Job a
In the transcript about deportations, reproduce the passage between "On Wednesday night, my" and "in the hotel.", inclusive, swapping "lobby" for "foyer".

It's Monday, February 24th.
Julie, we've had you on the show before talking about immigration, which is obviously a huge priority for President Trump. In his first week alone, he suspended the asylum program. He said that no new people would cross over the border. On top of all of that, he pledged to deport millions of people who were already in the country, which is a huge and really complicated thing to undertake. Can you just explain to us what have we seen so far and what does that tell us about how the new administration has begun tackling this issue?
President Trump has this major challenge, which is that his administration wants to deport a lot of people and wants to deport them quickly. But there are some people from some countries that it is very difficult for the United United States to send back to their homelands. For example, the US does not have good relationships with some countries, and so this makes deportations hard. What the Trump administration has done in these past few weeks is convince other countries, specifically countries in Central America, to accept deportees who come from a totally different part of the world, Africa, Asia, the Middle East. This is a crucial development that could allow the Trump administration to expand and speed up deportation. Earlier this month, my colleagues and I actually got to see the beginning of this strategy up close.
Tell us a little bit about that. What happened?
On Wednesday night, my colleague, Hamed, received a tip that a group of recently arrived migrants in the United States going to be deported to Panama. So I'm based here in Colombia, and my photographer colleague and I, Federico Rios, decide we are going to get on a plane and try and track down the people who have recently been deported. We arrive in Panama, we hear from a source that the 300 or so people are staying at a hotel in downtown Panama city called the Hotel de Capulis. You know, Google says it's a four-star hotel, in a touristy commercial area. And we arrive at this hotel. It's a pretty nice place. There's a sushi bar in the lobby, and we try to get in, but we eventually can't get further than the lobby. The hotel staff tells us that that is because there are hundreds of recently arrived migrants staying in the hotel.
You're able to confirm that they're there. Are you able to also talk to them?

Job b
From the rows of the source data below, extract every line between the first row and the line holding "[67,196,78,225]", inclusive.

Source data
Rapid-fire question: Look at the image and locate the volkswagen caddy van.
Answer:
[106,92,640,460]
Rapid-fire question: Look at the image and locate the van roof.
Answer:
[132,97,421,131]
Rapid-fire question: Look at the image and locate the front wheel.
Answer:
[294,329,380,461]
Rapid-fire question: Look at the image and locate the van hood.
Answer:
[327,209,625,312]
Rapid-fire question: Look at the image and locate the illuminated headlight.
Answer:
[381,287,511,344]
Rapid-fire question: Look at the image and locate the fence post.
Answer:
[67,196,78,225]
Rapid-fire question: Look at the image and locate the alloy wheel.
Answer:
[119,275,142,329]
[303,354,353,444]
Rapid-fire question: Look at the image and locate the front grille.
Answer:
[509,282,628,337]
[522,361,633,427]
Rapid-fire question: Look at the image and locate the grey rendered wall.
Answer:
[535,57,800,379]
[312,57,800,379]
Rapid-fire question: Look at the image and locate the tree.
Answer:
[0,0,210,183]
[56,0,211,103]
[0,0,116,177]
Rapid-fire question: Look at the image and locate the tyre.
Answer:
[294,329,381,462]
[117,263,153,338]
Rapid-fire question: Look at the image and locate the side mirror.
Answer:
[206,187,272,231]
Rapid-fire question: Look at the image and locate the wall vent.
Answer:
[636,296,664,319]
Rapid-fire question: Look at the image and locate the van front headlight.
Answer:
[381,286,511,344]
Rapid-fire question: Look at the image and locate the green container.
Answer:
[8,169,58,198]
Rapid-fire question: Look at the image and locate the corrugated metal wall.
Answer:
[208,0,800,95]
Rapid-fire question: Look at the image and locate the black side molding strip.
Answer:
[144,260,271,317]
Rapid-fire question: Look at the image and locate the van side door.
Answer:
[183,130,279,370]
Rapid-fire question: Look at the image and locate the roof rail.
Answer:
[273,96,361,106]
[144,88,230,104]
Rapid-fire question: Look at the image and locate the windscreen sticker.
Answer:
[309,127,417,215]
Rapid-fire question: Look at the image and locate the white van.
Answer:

Solution a
On Wednesday night, my colleague, Hamed, received a tip that a group of recently arrived migrants in the United States going to be deported to Panama. So I'm based here in Colombia, and my photographer colleague and I, Federico Rios, decide we are going to get on a plane and try and track down the people who have recently been deported. We arrive in Panama, we hear from a source that the 300 or so people are staying at a hotel in downtown Panama city called the Hotel de Capulis. You know, Google says it's a four-star hotel, in a touristy commercial area. And we arrive at this hotel. It's a pretty nice place. There's a sushi bar in the foyer, and we try to get in, but we eventually can't get further than the foyer. The hotel staff tells us that that is because there are hundreds of recently arrived migrants staying in the hotel.

Solution b
Rapid-fire question: Look at the image and locate the volkswagen caddy van.
Answer:
[106,92,640,460]
Rapid-fire question: Look at the image and locate the van roof.
Answer:
[132,97,421,131]
Rapid-fire question: Look at the image and locate the front wheel.
Answer:
[294,329,380,461]
Rapid-fire question: Look at the image and locate the van hood.
Answer:
[327,209,625,312]
Rapid-fire question: Look at the image and locate the illuminated headlight.
Answer:
[381,287,511,344]
Rapid-fire question: Look at the image and locate the fence post.
Answer:
[67,196,78,225]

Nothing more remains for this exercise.